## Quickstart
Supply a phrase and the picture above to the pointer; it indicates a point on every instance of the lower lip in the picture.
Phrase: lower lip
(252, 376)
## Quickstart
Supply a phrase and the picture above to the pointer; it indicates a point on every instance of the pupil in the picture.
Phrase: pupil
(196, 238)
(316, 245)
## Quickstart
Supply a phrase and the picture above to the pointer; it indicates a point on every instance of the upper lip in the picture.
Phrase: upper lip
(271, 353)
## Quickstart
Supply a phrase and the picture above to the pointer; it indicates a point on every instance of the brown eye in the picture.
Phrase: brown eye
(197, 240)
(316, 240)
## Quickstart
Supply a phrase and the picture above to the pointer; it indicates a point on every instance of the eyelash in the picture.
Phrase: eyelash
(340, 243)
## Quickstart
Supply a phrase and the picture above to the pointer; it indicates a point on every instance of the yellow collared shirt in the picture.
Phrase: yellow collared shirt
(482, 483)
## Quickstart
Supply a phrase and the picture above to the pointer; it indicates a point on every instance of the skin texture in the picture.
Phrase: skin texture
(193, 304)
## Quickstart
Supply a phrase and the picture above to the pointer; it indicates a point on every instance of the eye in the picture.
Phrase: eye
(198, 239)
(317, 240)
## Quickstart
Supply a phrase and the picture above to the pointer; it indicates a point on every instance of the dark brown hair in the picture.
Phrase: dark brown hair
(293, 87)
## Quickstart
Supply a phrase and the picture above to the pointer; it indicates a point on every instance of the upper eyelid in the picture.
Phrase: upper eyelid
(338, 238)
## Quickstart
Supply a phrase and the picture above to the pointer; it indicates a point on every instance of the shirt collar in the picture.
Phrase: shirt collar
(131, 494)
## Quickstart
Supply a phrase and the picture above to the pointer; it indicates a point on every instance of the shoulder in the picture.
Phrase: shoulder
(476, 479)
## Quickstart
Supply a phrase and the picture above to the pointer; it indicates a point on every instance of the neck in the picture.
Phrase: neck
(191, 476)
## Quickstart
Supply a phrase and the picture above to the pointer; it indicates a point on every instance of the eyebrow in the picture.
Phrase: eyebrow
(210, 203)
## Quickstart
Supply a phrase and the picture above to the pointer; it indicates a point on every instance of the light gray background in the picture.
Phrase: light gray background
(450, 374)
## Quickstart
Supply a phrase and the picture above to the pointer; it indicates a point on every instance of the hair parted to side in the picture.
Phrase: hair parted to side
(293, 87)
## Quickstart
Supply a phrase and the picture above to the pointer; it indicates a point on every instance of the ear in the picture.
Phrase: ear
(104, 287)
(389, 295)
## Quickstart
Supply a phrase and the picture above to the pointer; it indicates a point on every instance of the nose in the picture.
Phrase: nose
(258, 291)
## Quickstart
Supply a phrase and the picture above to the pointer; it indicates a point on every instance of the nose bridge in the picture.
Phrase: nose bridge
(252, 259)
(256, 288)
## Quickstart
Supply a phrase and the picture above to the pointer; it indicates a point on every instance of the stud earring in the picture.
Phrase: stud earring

- What is being asked
Locate every line in the records that contains the word "brown", and copy each of those lines. Case counts.

- Final answer
Supply a phrase and the picture above to the pointer; it indicates a point on every instance of the brown eye in the picture.
Phrase: brown eye
Supply a phrase and the picture above to the pointer; it indicates a point on every instance of the dark brown hair in the picture.
Phrase: dark brown hair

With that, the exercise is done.